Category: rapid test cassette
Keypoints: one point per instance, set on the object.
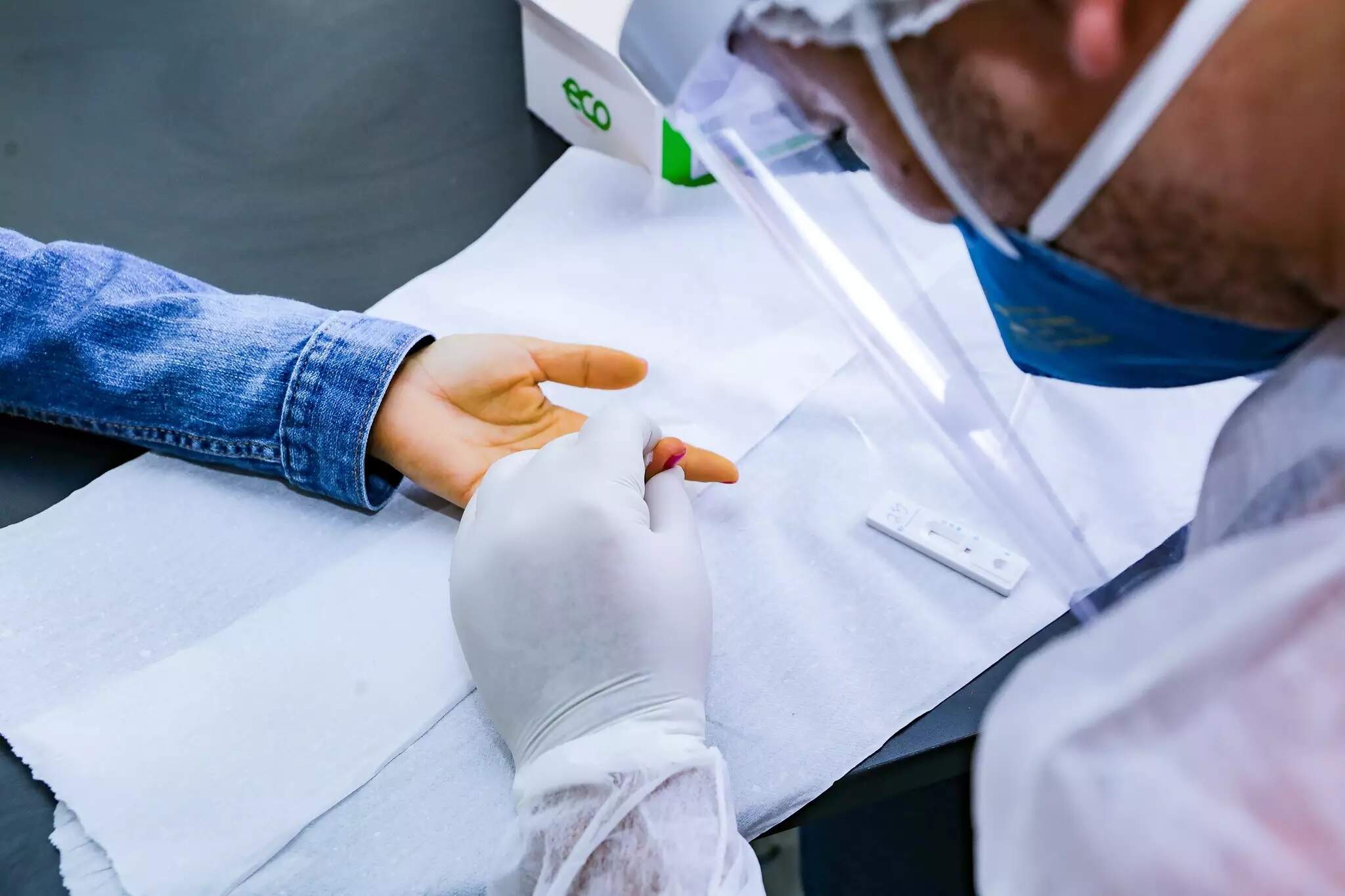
(948, 542)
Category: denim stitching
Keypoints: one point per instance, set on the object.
(291, 400)
(313, 356)
(155, 435)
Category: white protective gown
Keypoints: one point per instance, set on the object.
(1192, 740)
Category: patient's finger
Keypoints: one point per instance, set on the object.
(586, 366)
(699, 465)
(667, 453)
(708, 467)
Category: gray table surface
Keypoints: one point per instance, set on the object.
(324, 151)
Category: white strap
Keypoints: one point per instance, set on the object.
(1195, 32)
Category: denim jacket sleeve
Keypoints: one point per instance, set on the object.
(105, 341)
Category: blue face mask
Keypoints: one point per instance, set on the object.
(1064, 320)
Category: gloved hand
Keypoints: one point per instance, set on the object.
(580, 594)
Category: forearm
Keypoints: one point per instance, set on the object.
(666, 828)
(109, 343)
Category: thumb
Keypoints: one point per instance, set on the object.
(670, 505)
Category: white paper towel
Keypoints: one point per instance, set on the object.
(829, 637)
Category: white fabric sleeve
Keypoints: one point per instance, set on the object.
(607, 815)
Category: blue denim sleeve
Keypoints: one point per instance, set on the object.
(105, 341)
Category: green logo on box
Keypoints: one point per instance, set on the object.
(592, 109)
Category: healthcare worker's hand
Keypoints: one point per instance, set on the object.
(580, 595)
(464, 402)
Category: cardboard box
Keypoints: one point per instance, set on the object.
(577, 83)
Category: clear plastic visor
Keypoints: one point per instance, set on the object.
(910, 299)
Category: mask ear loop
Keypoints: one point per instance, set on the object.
(1197, 27)
(896, 92)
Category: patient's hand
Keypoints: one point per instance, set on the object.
(463, 402)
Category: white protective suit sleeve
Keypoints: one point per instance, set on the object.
(583, 606)
(1191, 740)
(590, 826)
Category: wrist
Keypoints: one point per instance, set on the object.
(628, 746)
(387, 431)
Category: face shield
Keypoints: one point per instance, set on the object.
(914, 307)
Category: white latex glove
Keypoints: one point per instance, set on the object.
(583, 606)
(580, 594)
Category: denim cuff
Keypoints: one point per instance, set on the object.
(334, 391)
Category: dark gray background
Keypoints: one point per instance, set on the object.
(326, 151)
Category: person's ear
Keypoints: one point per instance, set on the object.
(1097, 35)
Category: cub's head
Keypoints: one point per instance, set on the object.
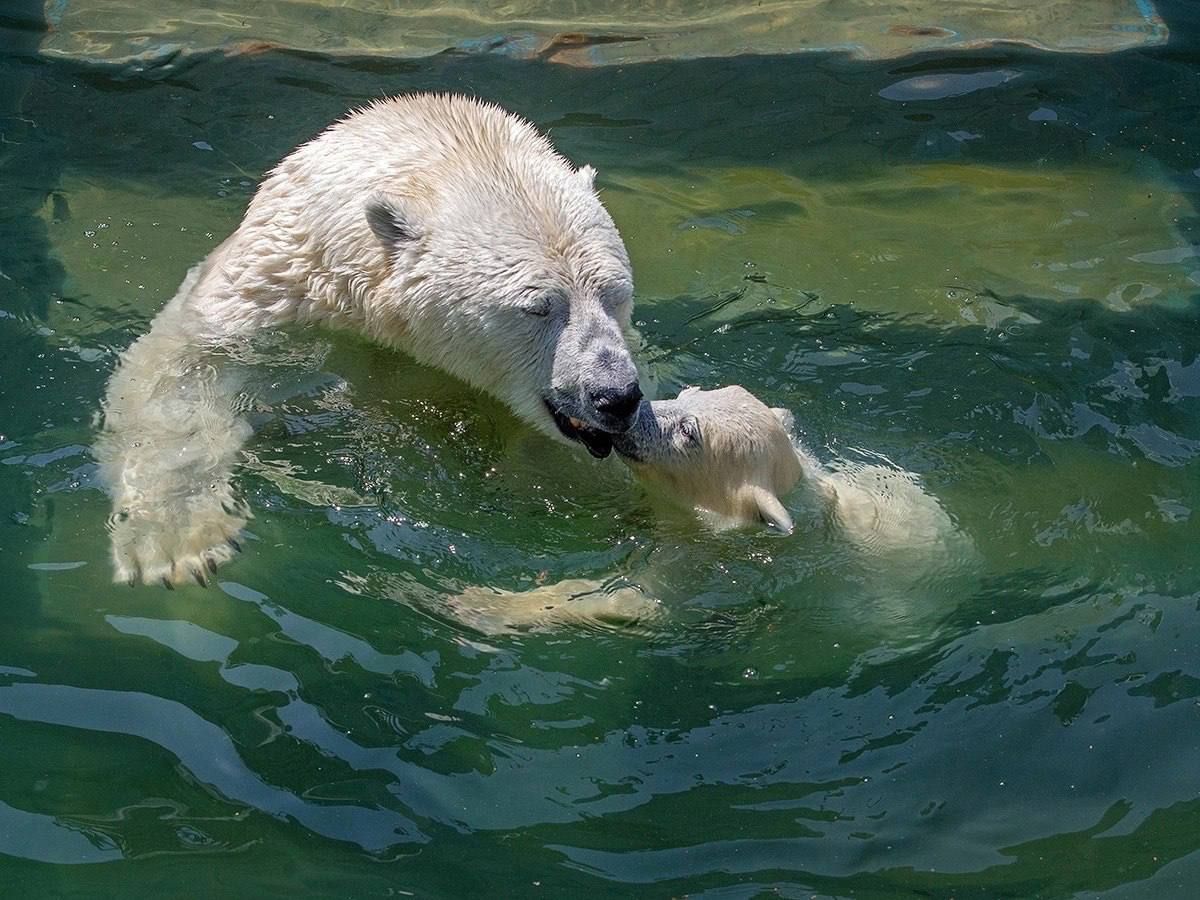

------------------------------------------------

• WHAT YOU NEED TO DO: How many lines of the records contain the word "protective", with case counting? Give only the number.

• FULL SOLUTION: 2